* TUGAS 1
Baris mana saja dalam catatan di bawah yang memuat kata "light"? Temukan dan salin setiap baris itu.

* SUMBER
- - - -
SAMARINDA – Bencana tanah longsor yang terjadi di Jalan Kawasan, RT 09, Kelurahan Jawa, Kecamatan Sangasanga, Kutai Kartanegara, Kamis (29/11) lalu, menyisakan tanda tanya besar bagi Jaringan Advokasi Tambang (Jatam) Kaltim. Lembaga swadaya masyarakat (LSM) ini mengendus adanya mafia yang bermain di balik aktivitas pertambangan yang berlangsung di kawan tersebut.
Ketua Forum Komunikasi Pembangunan Masyarakat Sangasanga Peduli Lingkungan (FKP-MSPL), Harun menyebut, jauh sebelum musibah tanah longsor itu terjadi, pihaknya telah berulang kali meminta pemerintah kecamatan hingga kabupaten untuk meninjau ulang pertambangan milik PT Adimitra Baratama Nusantara (ABN) yang beroperasi di daerah itu.
Namun permintaan itu nyaris tidak pernah digubris. Selain itu, warga setempat bahkan beberapa kali telah mengelar aksi unjuk rasa sebagai wujud penolakan. Namun protes demi protes itu kembali berakhir tanpa hasil. Hingga akhirnya musibah itu tiba, barulah pemerintah dan stakeholder terkait ramai-ramai angkat bicara.
“Kami sudah memprediksi itu. Dari 24 Agustus lalu, kami sudah memperingatkan. Kami menyampaikan surat penolakan secara administrasi kepada semua instansi terkait untuk mengkaji ulang kegiatan pertambangan PT ABN. Tapi tidak pernah direspon hingga bencana itu terjadi,” kata dia dalam jumpa pers bersama Jatam Kaltim, Senin (3/12) kemarin.
Harun mengkritik keras pernyataan Camat Sangasanga, Gunawan yang sebelumnya mengaku tidak mengetahui adanya kegiatan pertambangan yang dilakukan PT ABM di kawasan itu. Menurut dia, sebagai pejabat pemerintahan, Gunawan dianggapnya telah berbohong.
Apa yang diutarakan Harun bukan tanpa alasan. Menurutnya, ia bersama para pegiat lingkungan di Sangasanga telah menyampaikan permasalahan tersebut kepada Gunawan selaku Camat Sangasanga. Bahkan Harun mengaku memiliki bukti adanya surat terkait masalah tersebut. “Bahasanya Pak Camat yang mengatakan tidak tahu itu, adalah bohong,” tudingnya.
- - - -
* CUPLIKAN CATATAN
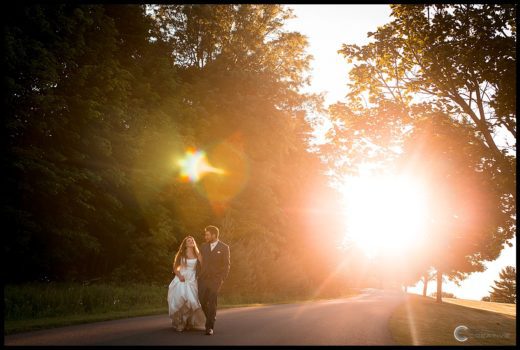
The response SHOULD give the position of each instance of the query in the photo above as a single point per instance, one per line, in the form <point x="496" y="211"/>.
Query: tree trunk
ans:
<point x="439" y="286"/>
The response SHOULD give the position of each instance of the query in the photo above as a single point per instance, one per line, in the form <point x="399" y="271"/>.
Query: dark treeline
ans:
<point x="102" y="100"/>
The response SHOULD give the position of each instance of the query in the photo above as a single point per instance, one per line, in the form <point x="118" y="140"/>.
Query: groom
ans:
<point x="214" y="270"/>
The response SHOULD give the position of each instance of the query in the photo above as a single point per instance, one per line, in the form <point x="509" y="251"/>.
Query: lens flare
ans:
<point x="195" y="165"/>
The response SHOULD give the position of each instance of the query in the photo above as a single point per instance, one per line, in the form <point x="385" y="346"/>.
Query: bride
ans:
<point x="183" y="301"/>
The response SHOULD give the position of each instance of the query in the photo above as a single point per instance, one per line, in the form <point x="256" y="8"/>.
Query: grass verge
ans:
<point x="43" y="306"/>
<point x="422" y="321"/>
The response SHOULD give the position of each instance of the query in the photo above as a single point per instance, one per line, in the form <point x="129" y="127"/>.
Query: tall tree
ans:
<point x="504" y="290"/>
<point x="454" y="63"/>
<point x="467" y="222"/>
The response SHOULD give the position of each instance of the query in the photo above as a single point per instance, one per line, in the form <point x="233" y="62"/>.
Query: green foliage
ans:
<point x="504" y="290"/>
<point x="104" y="98"/>
<point x="427" y="97"/>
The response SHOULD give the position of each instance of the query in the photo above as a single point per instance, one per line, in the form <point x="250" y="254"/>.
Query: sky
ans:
<point x="327" y="28"/>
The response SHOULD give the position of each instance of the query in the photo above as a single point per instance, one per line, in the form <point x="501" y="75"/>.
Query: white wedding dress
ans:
<point x="183" y="300"/>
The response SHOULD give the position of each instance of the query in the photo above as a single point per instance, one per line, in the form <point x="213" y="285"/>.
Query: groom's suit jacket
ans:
<point x="215" y="264"/>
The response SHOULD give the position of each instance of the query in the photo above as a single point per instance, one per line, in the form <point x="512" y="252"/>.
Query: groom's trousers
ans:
<point x="208" y="293"/>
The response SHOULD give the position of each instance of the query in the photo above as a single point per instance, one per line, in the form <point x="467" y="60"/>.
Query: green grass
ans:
<point x="506" y="309"/>
<point x="422" y="321"/>
<point x="38" y="306"/>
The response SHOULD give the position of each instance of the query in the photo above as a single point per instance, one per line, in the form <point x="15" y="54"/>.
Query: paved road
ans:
<point x="359" y="320"/>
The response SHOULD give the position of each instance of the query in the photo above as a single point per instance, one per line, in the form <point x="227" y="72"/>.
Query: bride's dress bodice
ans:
<point x="183" y="298"/>
<point x="190" y="265"/>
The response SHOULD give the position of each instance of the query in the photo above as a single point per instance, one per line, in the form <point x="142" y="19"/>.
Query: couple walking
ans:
<point x="199" y="274"/>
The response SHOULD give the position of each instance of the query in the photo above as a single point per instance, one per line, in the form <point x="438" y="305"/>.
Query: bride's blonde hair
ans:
<point x="180" y="257"/>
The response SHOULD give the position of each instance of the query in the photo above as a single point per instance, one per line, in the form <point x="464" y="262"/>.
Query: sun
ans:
<point x="385" y="214"/>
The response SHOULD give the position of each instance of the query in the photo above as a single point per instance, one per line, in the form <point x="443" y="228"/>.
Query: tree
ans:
<point x="103" y="98"/>
<point x="460" y="58"/>
<point x="468" y="222"/>
<point x="504" y="290"/>
<point x="439" y="62"/>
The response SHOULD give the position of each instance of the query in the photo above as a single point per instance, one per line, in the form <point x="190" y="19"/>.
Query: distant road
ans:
<point x="359" y="320"/>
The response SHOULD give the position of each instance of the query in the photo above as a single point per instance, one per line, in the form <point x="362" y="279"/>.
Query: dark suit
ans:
<point x="213" y="271"/>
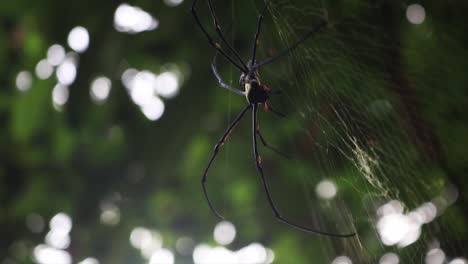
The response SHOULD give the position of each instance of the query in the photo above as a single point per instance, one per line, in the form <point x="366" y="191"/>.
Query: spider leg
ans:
<point x="266" y="145"/>
<point x="259" y="27"/>
<point x="221" y="35"/>
<point x="276" y="112"/>
<point x="285" y="52"/>
<point x="220" y="79"/>
<point x="214" y="44"/>
<point x="267" y="191"/>
<point x="219" y="144"/>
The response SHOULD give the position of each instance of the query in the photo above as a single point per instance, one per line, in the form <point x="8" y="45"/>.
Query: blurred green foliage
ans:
<point x="371" y="92"/>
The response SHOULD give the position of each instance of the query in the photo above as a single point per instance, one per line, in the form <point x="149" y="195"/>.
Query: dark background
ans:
<point x="374" y="103"/>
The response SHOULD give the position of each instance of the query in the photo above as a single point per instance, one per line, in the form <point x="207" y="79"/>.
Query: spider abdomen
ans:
<point x="256" y="93"/>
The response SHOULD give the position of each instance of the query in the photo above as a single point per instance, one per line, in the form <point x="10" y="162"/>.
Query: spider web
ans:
<point x="355" y="122"/>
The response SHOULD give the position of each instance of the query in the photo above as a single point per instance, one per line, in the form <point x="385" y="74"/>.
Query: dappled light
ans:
<point x="111" y="112"/>
<point x="44" y="69"/>
<point x="100" y="89"/>
<point x="132" y="19"/>
<point x="415" y="14"/>
<point x="78" y="39"/>
<point x="23" y="81"/>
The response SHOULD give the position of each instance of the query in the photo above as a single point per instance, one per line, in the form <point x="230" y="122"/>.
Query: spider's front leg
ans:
<point x="218" y="145"/>
<point x="267" y="190"/>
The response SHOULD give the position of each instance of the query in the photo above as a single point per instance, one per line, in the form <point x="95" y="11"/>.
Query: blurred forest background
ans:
<point x="109" y="113"/>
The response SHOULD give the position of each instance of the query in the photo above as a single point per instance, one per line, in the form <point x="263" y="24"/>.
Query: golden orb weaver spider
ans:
<point x="256" y="94"/>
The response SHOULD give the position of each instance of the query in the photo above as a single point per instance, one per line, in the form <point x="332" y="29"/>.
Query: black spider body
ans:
<point x="256" y="94"/>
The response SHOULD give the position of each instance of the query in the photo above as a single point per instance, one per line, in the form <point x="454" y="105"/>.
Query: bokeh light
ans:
<point x="44" y="69"/>
<point x="61" y="222"/>
<point x="167" y="84"/>
<point x="110" y="214"/>
<point x="254" y="253"/>
<point x="100" y="89"/>
<point x="342" y="260"/>
<point x="389" y="258"/>
<point x="326" y="189"/>
<point x="397" y="228"/>
<point x="132" y="19"/>
<point x="416" y="14"/>
<point x="162" y="256"/>
<point x="435" y="256"/>
<point x="60" y="95"/>
<point x="23" y="81"/>
<point x="55" y="54"/>
<point x="141" y="86"/>
<point x="89" y="261"/>
<point x="173" y="2"/>
<point x="66" y="71"/>
<point x="224" y="233"/>
<point x="458" y="261"/>
<point x="43" y="254"/>
<point x="78" y="39"/>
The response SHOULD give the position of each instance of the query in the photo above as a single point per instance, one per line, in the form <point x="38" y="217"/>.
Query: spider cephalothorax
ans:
<point x="256" y="94"/>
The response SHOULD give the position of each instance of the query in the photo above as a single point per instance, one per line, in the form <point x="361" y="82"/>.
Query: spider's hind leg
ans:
<point x="266" y="145"/>
<point x="218" y="145"/>
<point x="275" y="210"/>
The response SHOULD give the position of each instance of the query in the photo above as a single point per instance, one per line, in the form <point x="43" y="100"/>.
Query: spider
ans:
<point x="256" y="94"/>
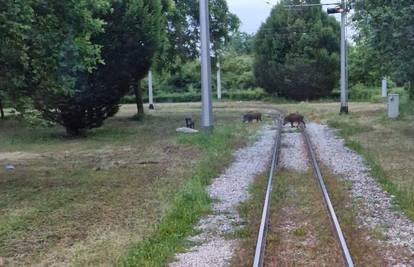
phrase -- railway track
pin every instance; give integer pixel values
(336, 228)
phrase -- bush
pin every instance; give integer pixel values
(297, 53)
(362, 92)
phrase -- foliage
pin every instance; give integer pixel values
(183, 31)
(236, 75)
(296, 52)
(240, 43)
(76, 67)
(241, 95)
(363, 69)
(386, 28)
(237, 72)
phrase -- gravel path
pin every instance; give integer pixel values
(375, 211)
(229, 190)
(293, 155)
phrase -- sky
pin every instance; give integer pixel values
(253, 13)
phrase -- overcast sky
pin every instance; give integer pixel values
(253, 13)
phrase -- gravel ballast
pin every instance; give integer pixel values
(293, 155)
(228, 191)
(375, 209)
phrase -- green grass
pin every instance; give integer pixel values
(190, 203)
(404, 197)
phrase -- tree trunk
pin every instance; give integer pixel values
(138, 98)
(72, 132)
(1, 110)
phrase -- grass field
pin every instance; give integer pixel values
(112, 197)
(386, 144)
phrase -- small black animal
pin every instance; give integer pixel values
(294, 117)
(189, 122)
(251, 116)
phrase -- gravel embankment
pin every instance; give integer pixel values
(375, 208)
(229, 190)
(293, 154)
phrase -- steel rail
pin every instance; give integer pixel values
(261, 239)
(334, 219)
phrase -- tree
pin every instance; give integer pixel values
(61, 57)
(118, 54)
(15, 26)
(386, 28)
(240, 43)
(132, 22)
(296, 52)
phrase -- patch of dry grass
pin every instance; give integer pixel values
(84, 201)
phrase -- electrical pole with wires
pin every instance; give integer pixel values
(206, 99)
(343, 9)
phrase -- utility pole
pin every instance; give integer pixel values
(218, 81)
(206, 101)
(150, 89)
(344, 59)
(343, 9)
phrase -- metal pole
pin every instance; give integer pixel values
(218, 81)
(150, 93)
(206, 105)
(344, 80)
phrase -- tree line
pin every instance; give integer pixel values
(74, 60)
(297, 49)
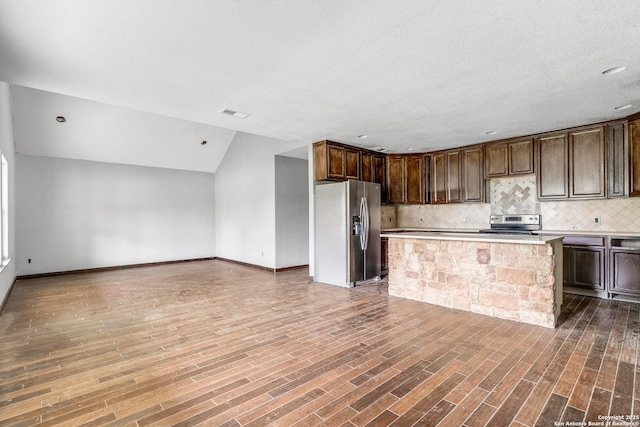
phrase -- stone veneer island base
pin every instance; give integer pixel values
(510, 277)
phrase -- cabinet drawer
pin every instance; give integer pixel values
(583, 240)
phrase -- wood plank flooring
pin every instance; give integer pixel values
(217, 344)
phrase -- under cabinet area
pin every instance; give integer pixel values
(584, 262)
(624, 275)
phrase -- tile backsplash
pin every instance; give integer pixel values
(518, 195)
(514, 195)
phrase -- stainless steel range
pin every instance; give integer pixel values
(514, 224)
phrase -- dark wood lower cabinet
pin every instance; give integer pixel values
(384, 255)
(585, 262)
(584, 268)
(625, 272)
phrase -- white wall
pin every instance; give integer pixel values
(245, 200)
(292, 212)
(8, 274)
(77, 214)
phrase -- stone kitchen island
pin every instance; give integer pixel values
(515, 277)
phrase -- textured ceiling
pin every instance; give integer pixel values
(416, 73)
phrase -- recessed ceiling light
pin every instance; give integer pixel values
(614, 70)
(236, 114)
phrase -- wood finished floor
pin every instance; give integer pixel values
(217, 344)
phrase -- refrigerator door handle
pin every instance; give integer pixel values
(364, 238)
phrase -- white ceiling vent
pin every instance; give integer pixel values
(237, 114)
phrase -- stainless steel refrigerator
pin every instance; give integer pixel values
(347, 232)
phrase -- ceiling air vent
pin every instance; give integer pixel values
(236, 114)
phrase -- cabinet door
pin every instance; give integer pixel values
(473, 174)
(567, 266)
(617, 152)
(396, 174)
(454, 176)
(588, 268)
(634, 157)
(335, 162)
(384, 255)
(625, 272)
(438, 178)
(352, 164)
(415, 179)
(586, 163)
(553, 165)
(521, 157)
(496, 160)
(367, 167)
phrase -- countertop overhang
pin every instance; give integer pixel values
(541, 233)
(472, 237)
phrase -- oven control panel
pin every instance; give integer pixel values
(526, 219)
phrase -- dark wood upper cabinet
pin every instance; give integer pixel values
(587, 158)
(496, 160)
(396, 178)
(438, 178)
(415, 179)
(520, 154)
(374, 170)
(446, 178)
(634, 157)
(509, 158)
(617, 165)
(553, 166)
(368, 170)
(571, 165)
(352, 163)
(473, 187)
(336, 162)
(405, 179)
(454, 176)
(329, 161)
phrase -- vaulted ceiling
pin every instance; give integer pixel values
(418, 74)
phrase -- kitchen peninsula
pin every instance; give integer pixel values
(513, 277)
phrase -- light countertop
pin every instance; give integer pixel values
(472, 237)
(536, 233)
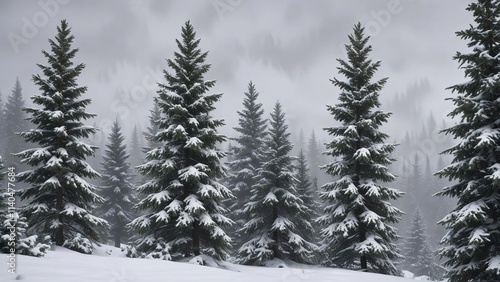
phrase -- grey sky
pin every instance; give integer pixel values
(288, 48)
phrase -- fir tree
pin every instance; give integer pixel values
(4, 210)
(153, 128)
(117, 190)
(313, 153)
(471, 247)
(182, 205)
(356, 230)
(59, 200)
(2, 122)
(136, 153)
(419, 258)
(246, 156)
(276, 214)
(307, 192)
(14, 122)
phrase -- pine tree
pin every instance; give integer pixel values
(136, 154)
(117, 189)
(276, 214)
(182, 205)
(356, 230)
(153, 128)
(60, 201)
(313, 153)
(307, 192)
(419, 258)
(4, 210)
(246, 156)
(12, 223)
(14, 122)
(471, 247)
(2, 124)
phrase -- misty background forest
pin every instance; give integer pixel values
(194, 129)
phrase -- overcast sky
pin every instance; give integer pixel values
(288, 49)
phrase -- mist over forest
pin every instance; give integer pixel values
(271, 67)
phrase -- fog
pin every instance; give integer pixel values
(288, 48)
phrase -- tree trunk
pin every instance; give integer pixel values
(276, 235)
(59, 230)
(196, 238)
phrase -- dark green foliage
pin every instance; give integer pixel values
(182, 205)
(59, 199)
(246, 157)
(471, 246)
(419, 258)
(14, 121)
(356, 231)
(116, 190)
(277, 218)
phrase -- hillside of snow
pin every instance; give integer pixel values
(109, 264)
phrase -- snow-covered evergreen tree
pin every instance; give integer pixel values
(11, 223)
(117, 189)
(305, 188)
(14, 122)
(357, 231)
(419, 258)
(136, 157)
(153, 128)
(313, 153)
(182, 205)
(471, 246)
(59, 199)
(246, 157)
(276, 214)
(307, 192)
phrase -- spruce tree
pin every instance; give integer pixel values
(313, 153)
(153, 128)
(59, 199)
(2, 124)
(182, 205)
(277, 217)
(356, 231)
(246, 156)
(117, 189)
(307, 192)
(305, 188)
(419, 258)
(136, 157)
(14, 122)
(471, 247)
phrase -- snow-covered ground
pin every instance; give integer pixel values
(109, 264)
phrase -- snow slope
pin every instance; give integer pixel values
(109, 264)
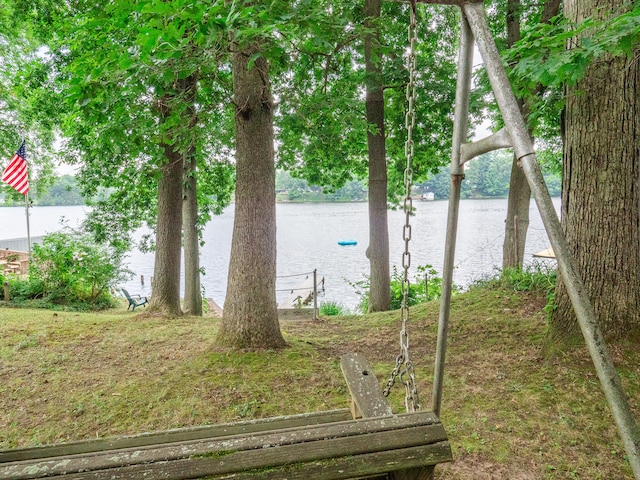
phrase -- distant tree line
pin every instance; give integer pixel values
(486, 177)
(63, 192)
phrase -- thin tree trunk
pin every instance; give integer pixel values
(166, 281)
(192, 302)
(192, 291)
(517, 221)
(601, 197)
(378, 251)
(250, 316)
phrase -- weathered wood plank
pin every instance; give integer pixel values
(373, 465)
(175, 435)
(303, 455)
(366, 395)
(368, 401)
(240, 452)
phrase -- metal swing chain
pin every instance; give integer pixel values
(404, 366)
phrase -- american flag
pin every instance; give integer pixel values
(16, 172)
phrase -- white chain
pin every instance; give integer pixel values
(404, 366)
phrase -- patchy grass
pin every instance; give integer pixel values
(510, 413)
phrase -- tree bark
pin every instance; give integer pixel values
(250, 318)
(601, 195)
(192, 302)
(378, 251)
(517, 221)
(166, 280)
(192, 291)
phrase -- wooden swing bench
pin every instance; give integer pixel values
(325, 445)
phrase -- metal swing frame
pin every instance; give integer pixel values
(474, 27)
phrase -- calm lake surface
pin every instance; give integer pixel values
(308, 236)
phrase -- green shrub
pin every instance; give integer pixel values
(425, 286)
(69, 269)
(535, 277)
(331, 309)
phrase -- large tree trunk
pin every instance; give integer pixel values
(378, 251)
(601, 197)
(166, 280)
(250, 316)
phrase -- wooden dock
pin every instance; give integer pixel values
(303, 294)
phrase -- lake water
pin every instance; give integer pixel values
(308, 237)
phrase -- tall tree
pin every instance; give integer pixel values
(378, 251)
(192, 302)
(601, 190)
(250, 317)
(517, 221)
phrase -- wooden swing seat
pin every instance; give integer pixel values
(325, 445)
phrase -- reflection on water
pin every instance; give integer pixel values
(308, 237)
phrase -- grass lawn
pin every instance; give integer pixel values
(510, 412)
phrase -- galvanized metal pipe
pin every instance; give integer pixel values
(495, 141)
(460, 127)
(523, 147)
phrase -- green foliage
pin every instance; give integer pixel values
(71, 270)
(542, 56)
(64, 191)
(330, 309)
(426, 286)
(536, 277)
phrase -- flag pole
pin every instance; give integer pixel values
(26, 198)
(26, 201)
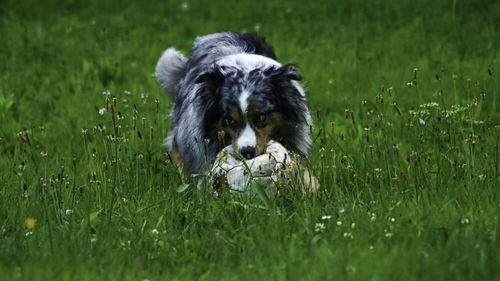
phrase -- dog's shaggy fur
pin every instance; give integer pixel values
(232, 91)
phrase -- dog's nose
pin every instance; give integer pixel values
(248, 152)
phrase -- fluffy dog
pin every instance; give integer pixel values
(232, 90)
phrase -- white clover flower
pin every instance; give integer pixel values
(319, 227)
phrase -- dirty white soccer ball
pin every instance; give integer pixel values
(274, 167)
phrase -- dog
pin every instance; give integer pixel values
(232, 90)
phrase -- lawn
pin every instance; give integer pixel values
(405, 102)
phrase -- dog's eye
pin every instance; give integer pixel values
(260, 120)
(230, 123)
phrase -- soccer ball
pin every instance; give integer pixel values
(273, 169)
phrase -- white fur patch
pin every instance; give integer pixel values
(244, 101)
(247, 138)
(247, 62)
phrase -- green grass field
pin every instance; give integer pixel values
(405, 98)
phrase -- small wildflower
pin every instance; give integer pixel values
(319, 227)
(30, 222)
(347, 235)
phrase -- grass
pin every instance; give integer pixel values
(409, 180)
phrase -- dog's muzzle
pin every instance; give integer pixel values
(248, 152)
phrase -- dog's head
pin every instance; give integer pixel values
(254, 106)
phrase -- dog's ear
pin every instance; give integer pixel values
(213, 77)
(285, 73)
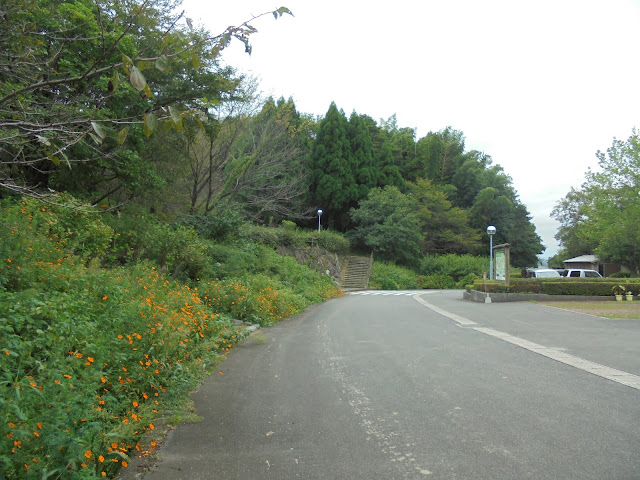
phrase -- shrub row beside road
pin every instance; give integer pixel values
(560, 286)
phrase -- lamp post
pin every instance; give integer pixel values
(491, 231)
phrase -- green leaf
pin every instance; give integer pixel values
(195, 60)
(175, 114)
(114, 82)
(127, 63)
(137, 79)
(54, 158)
(281, 11)
(150, 124)
(122, 135)
(163, 64)
(43, 140)
(99, 129)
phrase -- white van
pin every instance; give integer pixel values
(580, 273)
(541, 273)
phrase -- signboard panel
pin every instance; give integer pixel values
(501, 265)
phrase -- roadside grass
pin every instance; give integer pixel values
(607, 309)
(94, 360)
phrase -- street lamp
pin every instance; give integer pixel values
(491, 231)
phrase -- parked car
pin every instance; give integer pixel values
(580, 273)
(541, 273)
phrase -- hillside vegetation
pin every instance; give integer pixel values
(104, 327)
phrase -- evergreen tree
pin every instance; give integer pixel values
(333, 183)
(365, 170)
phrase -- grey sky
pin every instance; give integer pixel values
(540, 86)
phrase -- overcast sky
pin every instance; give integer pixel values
(540, 86)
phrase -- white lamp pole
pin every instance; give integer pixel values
(491, 231)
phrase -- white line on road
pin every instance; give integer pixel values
(624, 378)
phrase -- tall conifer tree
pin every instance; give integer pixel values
(333, 184)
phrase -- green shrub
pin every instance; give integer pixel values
(290, 236)
(454, 266)
(557, 286)
(220, 226)
(388, 276)
(90, 356)
(331, 241)
(179, 251)
(437, 281)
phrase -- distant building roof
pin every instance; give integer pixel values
(583, 259)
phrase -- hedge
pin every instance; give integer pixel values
(560, 286)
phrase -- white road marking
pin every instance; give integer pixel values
(619, 376)
(396, 293)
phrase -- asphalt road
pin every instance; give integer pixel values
(389, 387)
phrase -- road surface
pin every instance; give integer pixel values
(419, 385)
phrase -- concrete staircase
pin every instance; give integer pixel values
- - - -
* TUGAS 2
Lanjutkan berita tentang tanah longsor di Sangasanga di atas, mulai setelah kalimat terakhir yang ditampilkan.

* HASIL LATIHAN 1
Query: dappled light
Query: bokeh light
phrase -- recessed ceiling light
phrase -- light countertop

* HASIL LATIHAN 2
Di sisi lain, berdasarkan Undang-undang (UU) nomor 4 tahun 2009 tentang Mineral dan Batu Bara (Minerba), kegiatan pertambangan PT ABN dinilai telah melanggar aturan. Pasalnya, dalam aturan itu, radius lokasi pertambangan harus di atas 500 meter dari permukiman warga. Namun fakta di lapangan, radius pertambangan PT ABN berada di bawah itu.
Hal itu juga ditegaskan Adi Prayitno, salah seorang warga Kelurahan Jawa yang hadir di jumpa pers yang berlangsung di Kafe Pyramid, Jalan Dahlia, Samarinda, kemarin. Pegiat lingkungan ini menyebut, lokasi tambang milik PT ABN berada di radius 125 meter dari kawasan pemukiman.
Pernyataan yang dilayangkan Prayitno, sekaligus membantah pernyataan Gubernur Kaltim Isran Noor yang menyebut longsor yang terjadi bukan disebabkan aktivitas tambang milik PT ABN. Begitupun dengan radius di atas 200 meter yang disebutkan Isran, kata dia, juga tidak benar adanya.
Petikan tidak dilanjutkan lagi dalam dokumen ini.